EXERCISE DESCRIPTION: Copy out the rows below word for word, but do not include the pictures in your copy.

-- start DATASET RECORDS --

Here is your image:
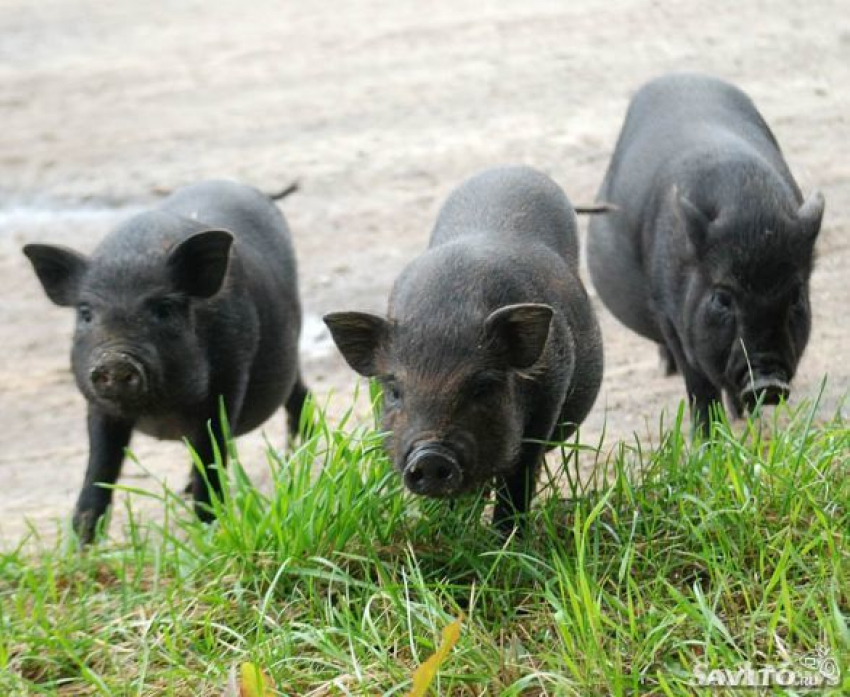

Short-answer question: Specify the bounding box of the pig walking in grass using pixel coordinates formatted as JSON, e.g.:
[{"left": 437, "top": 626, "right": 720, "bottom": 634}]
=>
[
  {"left": 24, "top": 182, "right": 306, "bottom": 542},
  {"left": 588, "top": 74, "right": 824, "bottom": 427},
  {"left": 325, "top": 167, "right": 602, "bottom": 530}
]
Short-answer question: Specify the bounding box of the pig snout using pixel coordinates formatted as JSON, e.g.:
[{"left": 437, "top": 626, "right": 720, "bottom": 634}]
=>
[
  {"left": 89, "top": 351, "right": 148, "bottom": 402},
  {"left": 738, "top": 362, "right": 791, "bottom": 412},
  {"left": 402, "top": 442, "right": 463, "bottom": 497}
]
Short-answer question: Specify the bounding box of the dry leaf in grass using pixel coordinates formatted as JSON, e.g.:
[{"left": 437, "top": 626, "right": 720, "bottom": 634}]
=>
[
  {"left": 407, "top": 617, "right": 463, "bottom": 697},
  {"left": 222, "top": 663, "right": 275, "bottom": 697}
]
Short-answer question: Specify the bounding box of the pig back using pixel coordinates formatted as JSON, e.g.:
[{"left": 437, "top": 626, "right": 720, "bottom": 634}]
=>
[{"left": 430, "top": 166, "right": 578, "bottom": 272}]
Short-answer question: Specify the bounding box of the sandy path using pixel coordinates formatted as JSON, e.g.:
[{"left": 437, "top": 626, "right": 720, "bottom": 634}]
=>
[{"left": 0, "top": 0, "right": 850, "bottom": 541}]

-- end DATASET RECORDS --

RESULT OF THIS EXERCISE:
Here is your image:

Short-answer question: Specify the bounding box of the pig walking in grass using pixel coordinates formatted as JSON, e.g.:
[{"left": 437, "top": 626, "right": 720, "bottom": 634}]
=>
[
  {"left": 24, "top": 182, "right": 306, "bottom": 542},
  {"left": 588, "top": 74, "right": 824, "bottom": 427},
  {"left": 325, "top": 167, "right": 602, "bottom": 530}
]
Short-answer question: Specify the bounding box of the pig snout using pixel coordinates formatted as JSON, e.g.:
[{"left": 437, "top": 626, "right": 720, "bottom": 634}]
=>
[
  {"left": 89, "top": 351, "right": 148, "bottom": 402},
  {"left": 738, "top": 362, "right": 791, "bottom": 412},
  {"left": 402, "top": 442, "right": 463, "bottom": 497}
]
Short-answer question: Specify the bounding box of the dry leaf in grass using pixel coordinates formatted as JSON, e.g.:
[{"left": 437, "top": 626, "right": 720, "bottom": 634}]
=>
[
  {"left": 407, "top": 617, "right": 463, "bottom": 697},
  {"left": 222, "top": 663, "right": 275, "bottom": 697}
]
Short-answer question: Specify the bounding box of the pig back using pixel coordinates formatted as JSON, e.g.:
[{"left": 437, "top": 626, "right": 720, "bottom": 634}]
=>
[{"left": 430, "top": 166, "right": 578, "bottom": 272}]
Short-answer question: Specify the bounding box of the sandy path using pixel coordinates formatted as JSON, e.g.:
[{"left": 437, "top": 626, "right": 720, "bottom": 634}]
=>
[{"left": 0, "top": 0, "right": 850, "bottom": 541}]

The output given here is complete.